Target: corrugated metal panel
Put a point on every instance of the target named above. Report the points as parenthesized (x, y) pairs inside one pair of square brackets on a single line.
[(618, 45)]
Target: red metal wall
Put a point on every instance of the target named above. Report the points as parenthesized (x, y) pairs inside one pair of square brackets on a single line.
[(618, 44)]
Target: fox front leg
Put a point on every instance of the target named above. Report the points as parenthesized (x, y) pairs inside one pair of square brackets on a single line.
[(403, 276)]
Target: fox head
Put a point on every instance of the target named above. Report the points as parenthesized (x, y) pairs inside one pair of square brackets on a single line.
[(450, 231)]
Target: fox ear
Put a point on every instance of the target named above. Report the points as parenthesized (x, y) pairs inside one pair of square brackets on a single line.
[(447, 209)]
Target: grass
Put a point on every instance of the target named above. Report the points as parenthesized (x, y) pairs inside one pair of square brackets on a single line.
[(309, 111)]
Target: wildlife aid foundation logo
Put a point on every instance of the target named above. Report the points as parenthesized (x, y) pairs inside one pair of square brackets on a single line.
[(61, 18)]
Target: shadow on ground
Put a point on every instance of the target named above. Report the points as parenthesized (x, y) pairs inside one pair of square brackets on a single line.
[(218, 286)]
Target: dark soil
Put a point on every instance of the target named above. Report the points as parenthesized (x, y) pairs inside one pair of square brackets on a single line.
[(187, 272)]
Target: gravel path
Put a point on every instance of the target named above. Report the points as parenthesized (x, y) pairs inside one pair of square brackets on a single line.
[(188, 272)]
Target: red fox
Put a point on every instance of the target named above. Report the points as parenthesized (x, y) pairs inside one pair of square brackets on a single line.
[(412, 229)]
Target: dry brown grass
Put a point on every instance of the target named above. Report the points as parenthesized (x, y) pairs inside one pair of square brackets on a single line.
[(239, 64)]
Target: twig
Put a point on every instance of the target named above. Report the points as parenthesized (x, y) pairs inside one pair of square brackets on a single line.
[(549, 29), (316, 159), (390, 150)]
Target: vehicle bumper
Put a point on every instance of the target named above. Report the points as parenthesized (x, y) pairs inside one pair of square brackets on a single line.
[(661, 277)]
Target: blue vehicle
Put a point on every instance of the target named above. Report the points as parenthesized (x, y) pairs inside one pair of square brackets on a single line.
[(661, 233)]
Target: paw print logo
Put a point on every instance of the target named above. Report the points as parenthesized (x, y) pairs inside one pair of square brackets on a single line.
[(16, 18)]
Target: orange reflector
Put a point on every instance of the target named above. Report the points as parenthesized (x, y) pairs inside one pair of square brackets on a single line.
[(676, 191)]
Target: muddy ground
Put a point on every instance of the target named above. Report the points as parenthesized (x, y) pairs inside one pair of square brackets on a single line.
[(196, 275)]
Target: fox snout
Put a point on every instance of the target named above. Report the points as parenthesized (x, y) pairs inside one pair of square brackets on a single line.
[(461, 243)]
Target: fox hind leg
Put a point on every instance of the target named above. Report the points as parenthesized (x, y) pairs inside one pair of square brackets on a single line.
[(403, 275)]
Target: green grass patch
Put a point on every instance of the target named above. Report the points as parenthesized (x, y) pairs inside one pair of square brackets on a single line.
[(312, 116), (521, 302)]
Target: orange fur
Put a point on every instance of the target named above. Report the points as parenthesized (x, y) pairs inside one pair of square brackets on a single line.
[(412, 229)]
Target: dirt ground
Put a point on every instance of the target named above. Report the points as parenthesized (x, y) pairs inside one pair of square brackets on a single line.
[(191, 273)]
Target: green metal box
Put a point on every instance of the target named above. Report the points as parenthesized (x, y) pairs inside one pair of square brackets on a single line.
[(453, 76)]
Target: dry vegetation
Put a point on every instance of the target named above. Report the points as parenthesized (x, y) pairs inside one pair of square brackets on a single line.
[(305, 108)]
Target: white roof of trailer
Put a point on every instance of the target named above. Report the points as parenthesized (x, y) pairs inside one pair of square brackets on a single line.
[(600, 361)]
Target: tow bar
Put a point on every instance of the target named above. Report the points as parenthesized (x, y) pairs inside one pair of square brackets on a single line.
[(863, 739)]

- - -

• _WHAT TO WORK ON_
Copy the lines above exactly. Start with the line containing "Target: wildlife aid foundation logo", end with the line containing "Target: gravel path", and include both.

• _ANSWER SPACE_
Target: wildlife aid foundation logo
Put a point on every instance of the target named above. Report the points as parenthesized (x, y) pairs inside one pair of square brackets on a single line.
[(61, 18)]
Target: shadow on ground
Put a point on every instance of the target named above. Report the points as parenthesized (x, y) pairs inside one pair of square brackets on a single line.
[(218, 286)]
Target: dark soil
Put a point on every instance of the target named above. Report the points as parenthesized (x, y) pairs inside one pair of square brackets on a single line.
[(187, 272)]
Target: gravel path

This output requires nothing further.